Data entries:

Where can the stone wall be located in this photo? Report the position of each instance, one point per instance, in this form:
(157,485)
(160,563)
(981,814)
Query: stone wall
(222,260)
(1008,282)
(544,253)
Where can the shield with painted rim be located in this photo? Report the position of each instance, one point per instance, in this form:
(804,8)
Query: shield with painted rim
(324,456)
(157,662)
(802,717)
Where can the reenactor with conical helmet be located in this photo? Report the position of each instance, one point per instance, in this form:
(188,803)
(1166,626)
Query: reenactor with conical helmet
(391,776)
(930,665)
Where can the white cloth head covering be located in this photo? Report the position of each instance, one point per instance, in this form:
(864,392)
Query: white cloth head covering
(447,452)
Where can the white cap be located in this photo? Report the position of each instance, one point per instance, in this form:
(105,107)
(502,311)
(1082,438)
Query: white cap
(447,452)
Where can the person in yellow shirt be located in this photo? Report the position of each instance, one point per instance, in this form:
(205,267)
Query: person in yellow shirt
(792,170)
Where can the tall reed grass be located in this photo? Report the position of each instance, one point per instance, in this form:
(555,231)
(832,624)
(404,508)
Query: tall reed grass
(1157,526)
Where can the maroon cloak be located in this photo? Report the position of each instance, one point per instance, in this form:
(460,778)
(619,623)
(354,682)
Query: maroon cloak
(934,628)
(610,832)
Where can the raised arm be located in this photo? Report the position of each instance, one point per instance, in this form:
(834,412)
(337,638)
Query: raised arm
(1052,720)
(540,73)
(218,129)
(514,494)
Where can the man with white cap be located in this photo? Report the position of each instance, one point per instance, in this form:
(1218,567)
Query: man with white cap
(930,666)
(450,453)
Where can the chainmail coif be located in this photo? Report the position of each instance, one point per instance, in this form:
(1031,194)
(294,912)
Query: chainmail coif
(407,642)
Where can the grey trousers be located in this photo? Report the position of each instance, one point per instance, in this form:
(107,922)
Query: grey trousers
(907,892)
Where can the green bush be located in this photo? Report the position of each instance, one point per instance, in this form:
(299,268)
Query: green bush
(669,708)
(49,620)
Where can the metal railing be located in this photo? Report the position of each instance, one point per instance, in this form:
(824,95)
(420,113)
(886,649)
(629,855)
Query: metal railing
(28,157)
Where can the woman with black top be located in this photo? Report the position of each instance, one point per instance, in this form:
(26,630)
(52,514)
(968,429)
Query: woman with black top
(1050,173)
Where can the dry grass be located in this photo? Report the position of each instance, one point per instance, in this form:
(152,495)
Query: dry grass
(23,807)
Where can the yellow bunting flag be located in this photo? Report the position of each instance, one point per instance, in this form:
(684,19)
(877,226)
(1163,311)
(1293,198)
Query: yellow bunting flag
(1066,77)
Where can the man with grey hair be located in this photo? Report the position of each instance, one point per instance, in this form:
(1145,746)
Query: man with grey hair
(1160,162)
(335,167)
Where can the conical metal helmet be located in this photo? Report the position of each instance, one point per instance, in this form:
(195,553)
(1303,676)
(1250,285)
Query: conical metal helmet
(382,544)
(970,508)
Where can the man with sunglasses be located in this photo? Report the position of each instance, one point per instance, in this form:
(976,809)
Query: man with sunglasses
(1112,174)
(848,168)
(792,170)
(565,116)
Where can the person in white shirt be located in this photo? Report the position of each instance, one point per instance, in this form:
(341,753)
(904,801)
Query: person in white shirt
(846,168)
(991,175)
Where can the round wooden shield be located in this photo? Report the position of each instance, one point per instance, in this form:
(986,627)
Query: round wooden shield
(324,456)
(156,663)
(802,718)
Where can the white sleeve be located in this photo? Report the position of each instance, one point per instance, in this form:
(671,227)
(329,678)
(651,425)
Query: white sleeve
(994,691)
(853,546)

> _EXERCISE AIM_
Please extract exactly, and only, the lines from the line containing "Where can the woman" through the last line of the records.

> _RESULT OF THE EXERCISE_
Where can the woman with black top be located in this photo? Report the position of each instance, one point per instance, in this form:
(26,630)
(52,514)
(968,429)
Query: woman with black top
(1050,173)
Where can the dry grass be located in this photo? Report the position of each instance, one point per instance, in this form:
(152,495)
Query: dry grass
(23,807)
Where can the yellow bunting flag be located in this photo? Report the position of each instance, one point per instance, in this form:
(684,19)
(877,226)
(1163,311)
(1293,198)
Query: yellow bunting flag
(1066,77)
Where can the man with grey hair be located in this photo? Report the position of each instance, one point per instance, in this form:
(1145,746)
Query: man with grey hair
(1160,162)
(335,167)
Where can the conical metal helmet be located in this photo? Report the position of each instance, one point per instance, in this form:
(195,553)
(1303,676)
(1250,285)
Query: conical metal helmet
(382,544)
(970,508)
Where can the man with sunglasses be located in this photo? Report the position of each instance, one point per instance, in this form:
(976,809)
Query: man with sunglasses
(1112,174)
(848,168)
(792,170)
(565,116)
Where can the person in white shirt be located in this photo? Report the position of each instance, one point per instance, in this form:
(341,753)
(904,801)
Query: person in white shirt
(846,168)
(991,175)
Where can the round wooden shield be located in this photo? Report the position of each instance, one point per instance, in this form:
(986,627)
Query: round wooden shield
(324,456)
(156,663)
(802,718)
Where can the white sleeve be located in this photo? Report the position of each instance, one point per instance, in this form:
(671,227)
(329,678)
(651,425)
Query: white sleeve
(994,691)
(853,546)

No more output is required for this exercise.